Provided text>
-=-=-=-=-
The UW System receives over $1 million annually from land taken from Wisconsin Native American tribes in the 1800s.

The University of Wisconsin System receives more than $1 million annually from land first taken from Wisconsin Native American tribes in the 1800s. 

The land, some of which is now productive timberland, generated nearly $4 million in total revenue in FY2023 through the Normal School Fund, a pot of money managed by Wisconsin’s Board of Commissioners of Public Lands. The revenue comes from a combination of timber production, land sales and interest on held lands, according to a 2023 BCPL report

Of that total, $1.25 million was distributed to the UW System, and the rest was reinvested into the fund. UW spent approximately $1.1 million of its distribution.

State trust funds such as these are “one of the best-kept public secrets in America,” according to a sweeping report from Grist, a nonprofit climate media organization. Much of the 68,000 acres of held lands in Wisconsin was taken from the Ojibwe tribe and now makes up the Normal School Trust Fund, which has generated about $30 million in principal. 

“The state earns interest and dividends on the land and timber that has been sold, and some of that money is now making its way to the Universities of Wisconsin through the state’s Normal School Fund,” UW-Madison spokesperson John Lucas told The Daily Cardinal.
-=-=-=-=-
Data listing>
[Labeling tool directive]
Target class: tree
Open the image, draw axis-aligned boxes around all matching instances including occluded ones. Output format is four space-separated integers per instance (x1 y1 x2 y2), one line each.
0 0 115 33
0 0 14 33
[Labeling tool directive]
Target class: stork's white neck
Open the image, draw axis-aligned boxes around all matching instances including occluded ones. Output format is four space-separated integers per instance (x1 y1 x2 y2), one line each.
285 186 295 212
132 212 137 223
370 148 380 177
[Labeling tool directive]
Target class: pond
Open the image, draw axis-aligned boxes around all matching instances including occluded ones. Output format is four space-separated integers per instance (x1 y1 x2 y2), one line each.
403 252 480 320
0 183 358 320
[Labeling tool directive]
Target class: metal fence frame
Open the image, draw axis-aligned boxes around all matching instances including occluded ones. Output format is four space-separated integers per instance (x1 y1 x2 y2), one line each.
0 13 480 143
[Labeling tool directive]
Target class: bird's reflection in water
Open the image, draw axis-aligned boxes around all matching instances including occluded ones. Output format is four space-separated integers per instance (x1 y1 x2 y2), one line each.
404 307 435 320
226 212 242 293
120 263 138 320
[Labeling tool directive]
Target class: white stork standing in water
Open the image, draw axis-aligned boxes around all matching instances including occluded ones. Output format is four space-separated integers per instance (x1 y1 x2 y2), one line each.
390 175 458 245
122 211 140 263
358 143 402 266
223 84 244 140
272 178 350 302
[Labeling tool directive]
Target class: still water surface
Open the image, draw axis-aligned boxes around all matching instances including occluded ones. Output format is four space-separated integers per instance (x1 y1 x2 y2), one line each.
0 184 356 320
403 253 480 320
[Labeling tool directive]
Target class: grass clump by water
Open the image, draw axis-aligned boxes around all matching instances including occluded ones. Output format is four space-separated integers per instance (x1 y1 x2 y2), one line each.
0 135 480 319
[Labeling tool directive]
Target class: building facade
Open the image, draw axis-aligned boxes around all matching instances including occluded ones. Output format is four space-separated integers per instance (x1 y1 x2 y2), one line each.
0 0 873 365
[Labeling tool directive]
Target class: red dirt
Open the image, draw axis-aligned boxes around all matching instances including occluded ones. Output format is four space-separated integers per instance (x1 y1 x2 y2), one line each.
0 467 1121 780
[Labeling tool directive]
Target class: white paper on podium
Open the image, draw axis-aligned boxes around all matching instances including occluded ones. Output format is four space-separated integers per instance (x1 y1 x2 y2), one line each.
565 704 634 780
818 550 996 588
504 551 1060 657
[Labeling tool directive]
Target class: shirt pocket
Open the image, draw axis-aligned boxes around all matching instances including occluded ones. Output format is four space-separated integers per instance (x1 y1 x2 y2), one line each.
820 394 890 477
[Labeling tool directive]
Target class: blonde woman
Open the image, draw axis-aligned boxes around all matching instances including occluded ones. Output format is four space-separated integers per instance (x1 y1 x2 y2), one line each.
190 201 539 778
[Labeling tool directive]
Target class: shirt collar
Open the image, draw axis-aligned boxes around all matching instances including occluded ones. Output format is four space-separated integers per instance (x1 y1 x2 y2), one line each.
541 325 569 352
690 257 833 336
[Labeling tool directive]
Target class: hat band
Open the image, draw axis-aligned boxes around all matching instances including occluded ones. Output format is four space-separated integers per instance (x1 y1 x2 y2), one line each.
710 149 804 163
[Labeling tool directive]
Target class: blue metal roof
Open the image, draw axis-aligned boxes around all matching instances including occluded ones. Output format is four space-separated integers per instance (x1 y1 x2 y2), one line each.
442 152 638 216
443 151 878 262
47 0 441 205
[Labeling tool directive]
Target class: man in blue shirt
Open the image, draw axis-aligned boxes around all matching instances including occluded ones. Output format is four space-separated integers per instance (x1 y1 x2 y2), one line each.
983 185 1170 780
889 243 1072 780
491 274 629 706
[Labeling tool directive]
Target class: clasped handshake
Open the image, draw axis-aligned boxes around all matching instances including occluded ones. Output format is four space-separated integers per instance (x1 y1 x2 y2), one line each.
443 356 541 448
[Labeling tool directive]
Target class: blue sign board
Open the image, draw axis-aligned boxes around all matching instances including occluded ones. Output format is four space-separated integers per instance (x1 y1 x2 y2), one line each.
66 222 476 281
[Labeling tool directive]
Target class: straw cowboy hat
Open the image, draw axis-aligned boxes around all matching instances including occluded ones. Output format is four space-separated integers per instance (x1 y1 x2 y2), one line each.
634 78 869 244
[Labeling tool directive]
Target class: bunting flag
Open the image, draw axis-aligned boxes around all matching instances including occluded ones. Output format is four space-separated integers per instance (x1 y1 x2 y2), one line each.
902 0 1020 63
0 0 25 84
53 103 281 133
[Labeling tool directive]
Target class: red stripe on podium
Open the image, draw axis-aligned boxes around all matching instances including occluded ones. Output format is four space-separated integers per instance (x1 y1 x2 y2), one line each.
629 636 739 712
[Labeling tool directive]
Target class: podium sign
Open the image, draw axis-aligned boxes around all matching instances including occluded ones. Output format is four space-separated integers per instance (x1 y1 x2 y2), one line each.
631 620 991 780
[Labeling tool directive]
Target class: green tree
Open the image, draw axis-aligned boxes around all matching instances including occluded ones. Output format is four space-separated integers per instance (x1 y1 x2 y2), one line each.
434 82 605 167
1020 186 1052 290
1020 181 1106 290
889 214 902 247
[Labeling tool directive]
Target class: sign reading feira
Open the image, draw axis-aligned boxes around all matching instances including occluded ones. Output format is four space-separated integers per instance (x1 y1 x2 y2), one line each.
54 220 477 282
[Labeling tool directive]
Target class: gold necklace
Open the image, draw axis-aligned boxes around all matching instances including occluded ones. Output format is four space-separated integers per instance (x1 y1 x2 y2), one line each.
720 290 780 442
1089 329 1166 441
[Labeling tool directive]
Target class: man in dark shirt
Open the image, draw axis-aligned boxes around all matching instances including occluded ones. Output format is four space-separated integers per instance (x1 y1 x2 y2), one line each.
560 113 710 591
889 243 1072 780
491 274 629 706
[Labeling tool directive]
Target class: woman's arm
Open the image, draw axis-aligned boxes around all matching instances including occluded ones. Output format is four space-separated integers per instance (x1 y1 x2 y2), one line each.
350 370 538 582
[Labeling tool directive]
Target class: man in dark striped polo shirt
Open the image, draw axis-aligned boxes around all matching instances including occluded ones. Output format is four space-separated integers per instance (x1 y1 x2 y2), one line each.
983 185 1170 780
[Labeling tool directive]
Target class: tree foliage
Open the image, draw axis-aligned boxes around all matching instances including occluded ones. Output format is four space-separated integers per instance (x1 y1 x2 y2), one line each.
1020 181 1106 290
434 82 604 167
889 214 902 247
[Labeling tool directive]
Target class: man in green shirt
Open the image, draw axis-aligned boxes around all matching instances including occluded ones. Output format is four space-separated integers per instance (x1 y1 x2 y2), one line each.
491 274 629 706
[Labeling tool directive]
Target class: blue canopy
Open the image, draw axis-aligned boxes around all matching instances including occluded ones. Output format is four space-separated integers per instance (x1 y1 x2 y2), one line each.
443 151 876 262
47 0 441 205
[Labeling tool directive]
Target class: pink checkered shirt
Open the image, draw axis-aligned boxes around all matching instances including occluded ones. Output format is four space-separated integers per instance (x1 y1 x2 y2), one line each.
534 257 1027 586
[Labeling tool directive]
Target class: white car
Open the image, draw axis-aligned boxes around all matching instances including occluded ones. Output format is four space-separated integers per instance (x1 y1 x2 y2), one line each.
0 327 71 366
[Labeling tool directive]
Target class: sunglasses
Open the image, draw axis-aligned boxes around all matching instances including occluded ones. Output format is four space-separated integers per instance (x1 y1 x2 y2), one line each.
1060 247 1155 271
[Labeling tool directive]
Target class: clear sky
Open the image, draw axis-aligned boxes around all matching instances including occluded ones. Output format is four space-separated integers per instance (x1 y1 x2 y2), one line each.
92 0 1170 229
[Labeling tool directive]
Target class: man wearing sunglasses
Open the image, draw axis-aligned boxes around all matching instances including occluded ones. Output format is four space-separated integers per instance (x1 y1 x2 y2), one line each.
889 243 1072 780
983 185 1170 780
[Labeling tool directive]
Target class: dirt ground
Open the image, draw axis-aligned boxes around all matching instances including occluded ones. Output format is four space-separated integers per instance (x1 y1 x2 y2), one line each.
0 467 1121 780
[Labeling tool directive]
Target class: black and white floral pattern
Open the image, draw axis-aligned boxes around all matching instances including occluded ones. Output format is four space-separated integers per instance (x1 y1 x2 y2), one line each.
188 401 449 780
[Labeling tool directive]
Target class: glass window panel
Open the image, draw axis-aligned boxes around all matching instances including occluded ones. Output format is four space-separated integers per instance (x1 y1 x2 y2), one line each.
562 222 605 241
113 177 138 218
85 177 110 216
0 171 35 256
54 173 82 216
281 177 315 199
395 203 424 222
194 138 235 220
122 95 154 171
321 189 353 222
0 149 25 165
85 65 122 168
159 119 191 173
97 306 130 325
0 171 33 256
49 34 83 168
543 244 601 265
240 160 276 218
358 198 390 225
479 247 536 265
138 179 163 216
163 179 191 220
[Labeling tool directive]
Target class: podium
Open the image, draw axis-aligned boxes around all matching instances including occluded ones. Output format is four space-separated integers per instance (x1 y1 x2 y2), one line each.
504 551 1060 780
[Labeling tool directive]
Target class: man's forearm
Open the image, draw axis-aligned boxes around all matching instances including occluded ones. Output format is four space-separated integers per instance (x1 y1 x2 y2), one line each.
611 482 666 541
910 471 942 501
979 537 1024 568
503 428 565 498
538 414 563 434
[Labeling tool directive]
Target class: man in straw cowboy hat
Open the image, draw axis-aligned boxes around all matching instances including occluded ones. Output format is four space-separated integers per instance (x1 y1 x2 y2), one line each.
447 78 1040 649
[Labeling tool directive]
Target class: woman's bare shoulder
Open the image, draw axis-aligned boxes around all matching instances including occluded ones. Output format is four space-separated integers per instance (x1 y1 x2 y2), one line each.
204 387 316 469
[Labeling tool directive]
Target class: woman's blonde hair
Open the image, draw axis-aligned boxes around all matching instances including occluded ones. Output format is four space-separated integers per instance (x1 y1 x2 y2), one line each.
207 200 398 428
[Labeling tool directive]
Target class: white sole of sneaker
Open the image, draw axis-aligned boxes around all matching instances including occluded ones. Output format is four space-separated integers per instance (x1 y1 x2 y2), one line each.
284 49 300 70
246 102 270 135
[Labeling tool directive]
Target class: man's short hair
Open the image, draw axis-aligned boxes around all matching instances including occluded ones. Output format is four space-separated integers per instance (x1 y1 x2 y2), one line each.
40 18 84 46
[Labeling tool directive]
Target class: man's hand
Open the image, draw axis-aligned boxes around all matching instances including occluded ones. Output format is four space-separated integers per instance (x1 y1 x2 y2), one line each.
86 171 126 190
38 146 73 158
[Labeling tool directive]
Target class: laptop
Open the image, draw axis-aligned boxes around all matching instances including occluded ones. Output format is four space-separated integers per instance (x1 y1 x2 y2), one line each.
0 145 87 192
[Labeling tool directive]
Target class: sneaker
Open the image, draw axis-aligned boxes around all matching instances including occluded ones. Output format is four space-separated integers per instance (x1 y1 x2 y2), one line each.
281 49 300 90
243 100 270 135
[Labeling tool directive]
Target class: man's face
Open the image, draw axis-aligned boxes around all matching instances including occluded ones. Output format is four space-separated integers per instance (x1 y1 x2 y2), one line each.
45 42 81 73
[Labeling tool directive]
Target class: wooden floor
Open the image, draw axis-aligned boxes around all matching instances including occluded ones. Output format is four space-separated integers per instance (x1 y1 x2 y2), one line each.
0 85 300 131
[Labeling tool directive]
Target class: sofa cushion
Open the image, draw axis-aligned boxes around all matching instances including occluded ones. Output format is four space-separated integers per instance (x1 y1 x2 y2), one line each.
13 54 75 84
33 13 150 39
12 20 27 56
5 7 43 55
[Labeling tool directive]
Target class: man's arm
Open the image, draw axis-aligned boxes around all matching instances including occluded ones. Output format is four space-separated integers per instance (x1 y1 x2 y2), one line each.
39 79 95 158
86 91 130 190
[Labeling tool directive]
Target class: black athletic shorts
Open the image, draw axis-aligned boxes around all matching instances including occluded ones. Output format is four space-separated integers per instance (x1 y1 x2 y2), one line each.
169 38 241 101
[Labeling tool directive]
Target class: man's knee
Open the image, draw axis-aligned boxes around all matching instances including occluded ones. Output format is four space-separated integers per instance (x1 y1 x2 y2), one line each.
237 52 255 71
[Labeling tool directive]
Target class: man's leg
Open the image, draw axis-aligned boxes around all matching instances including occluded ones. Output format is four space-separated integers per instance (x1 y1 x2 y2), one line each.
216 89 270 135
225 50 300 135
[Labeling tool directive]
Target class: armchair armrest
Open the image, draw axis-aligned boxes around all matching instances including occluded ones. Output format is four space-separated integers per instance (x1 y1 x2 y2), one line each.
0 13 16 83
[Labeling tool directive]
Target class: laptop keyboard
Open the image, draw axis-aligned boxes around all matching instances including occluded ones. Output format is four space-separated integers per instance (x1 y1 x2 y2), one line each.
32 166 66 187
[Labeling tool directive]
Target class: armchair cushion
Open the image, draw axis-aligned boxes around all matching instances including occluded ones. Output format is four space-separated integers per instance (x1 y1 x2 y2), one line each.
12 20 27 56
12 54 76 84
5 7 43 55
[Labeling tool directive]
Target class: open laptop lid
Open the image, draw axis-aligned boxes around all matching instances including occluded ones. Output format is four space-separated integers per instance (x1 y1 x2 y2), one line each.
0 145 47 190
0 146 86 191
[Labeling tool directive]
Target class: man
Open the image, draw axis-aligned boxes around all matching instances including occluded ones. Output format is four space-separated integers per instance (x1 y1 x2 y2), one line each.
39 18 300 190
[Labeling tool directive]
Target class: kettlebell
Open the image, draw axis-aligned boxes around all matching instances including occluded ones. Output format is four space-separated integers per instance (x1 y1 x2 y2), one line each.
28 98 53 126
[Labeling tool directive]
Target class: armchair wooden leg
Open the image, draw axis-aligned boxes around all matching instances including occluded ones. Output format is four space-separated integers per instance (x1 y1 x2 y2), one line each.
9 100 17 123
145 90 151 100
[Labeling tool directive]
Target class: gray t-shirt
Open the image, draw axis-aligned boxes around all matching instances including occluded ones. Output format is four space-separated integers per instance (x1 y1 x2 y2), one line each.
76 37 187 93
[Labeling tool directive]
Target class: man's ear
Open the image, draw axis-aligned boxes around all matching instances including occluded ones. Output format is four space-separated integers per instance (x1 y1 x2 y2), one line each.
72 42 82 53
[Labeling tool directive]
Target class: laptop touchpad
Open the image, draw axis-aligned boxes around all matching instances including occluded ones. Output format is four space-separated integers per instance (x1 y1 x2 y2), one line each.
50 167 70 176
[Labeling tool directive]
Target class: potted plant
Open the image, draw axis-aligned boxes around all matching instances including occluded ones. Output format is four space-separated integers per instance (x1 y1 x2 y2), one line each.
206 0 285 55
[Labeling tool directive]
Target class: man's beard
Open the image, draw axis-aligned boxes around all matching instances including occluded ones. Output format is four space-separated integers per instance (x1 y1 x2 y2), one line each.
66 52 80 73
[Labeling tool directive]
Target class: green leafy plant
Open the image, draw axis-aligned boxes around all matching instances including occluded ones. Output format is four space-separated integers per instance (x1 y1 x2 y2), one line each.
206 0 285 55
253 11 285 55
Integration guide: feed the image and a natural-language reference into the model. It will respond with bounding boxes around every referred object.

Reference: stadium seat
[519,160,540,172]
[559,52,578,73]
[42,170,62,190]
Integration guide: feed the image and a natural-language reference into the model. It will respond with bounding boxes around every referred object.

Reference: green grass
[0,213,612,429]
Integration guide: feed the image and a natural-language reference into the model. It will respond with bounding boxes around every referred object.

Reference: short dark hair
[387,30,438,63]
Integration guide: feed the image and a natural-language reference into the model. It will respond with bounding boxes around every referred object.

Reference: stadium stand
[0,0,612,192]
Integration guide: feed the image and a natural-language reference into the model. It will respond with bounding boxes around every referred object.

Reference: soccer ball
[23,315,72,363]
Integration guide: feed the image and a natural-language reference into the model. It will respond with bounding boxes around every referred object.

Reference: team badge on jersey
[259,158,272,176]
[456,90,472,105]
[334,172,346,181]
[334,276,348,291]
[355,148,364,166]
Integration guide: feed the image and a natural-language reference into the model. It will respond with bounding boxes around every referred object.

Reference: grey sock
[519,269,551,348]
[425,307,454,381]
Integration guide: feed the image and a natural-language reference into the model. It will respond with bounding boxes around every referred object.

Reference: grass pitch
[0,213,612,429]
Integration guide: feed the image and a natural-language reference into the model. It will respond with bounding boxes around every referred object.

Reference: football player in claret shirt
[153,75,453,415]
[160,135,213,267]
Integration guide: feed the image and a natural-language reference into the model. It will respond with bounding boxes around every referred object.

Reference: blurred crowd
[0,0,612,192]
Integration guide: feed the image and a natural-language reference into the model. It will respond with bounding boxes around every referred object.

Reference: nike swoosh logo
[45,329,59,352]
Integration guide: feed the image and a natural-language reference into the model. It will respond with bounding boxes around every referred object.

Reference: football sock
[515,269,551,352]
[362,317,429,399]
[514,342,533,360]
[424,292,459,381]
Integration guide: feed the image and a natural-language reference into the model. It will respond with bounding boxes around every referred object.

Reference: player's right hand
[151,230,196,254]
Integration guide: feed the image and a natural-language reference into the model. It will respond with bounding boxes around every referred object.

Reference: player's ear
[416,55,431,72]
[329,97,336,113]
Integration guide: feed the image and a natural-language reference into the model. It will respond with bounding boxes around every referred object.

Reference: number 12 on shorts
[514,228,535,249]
-=-=-=-=-
Stated goal> Drawing on the article about the UW System's land revenue, explain how the land produces the money that reaches the UW System. Answer in one to three sentences.

Task output> The land generates revenue through timber production, land sales and interest on held lands, which flows into the Normal School Fund managed by Wisconsin's Board of Commissioners of Public Lands. Of the nearly $4 million the fund earned in FY2023, $1.25 million was distributed to the UW System and the rest was reinvested into the fund.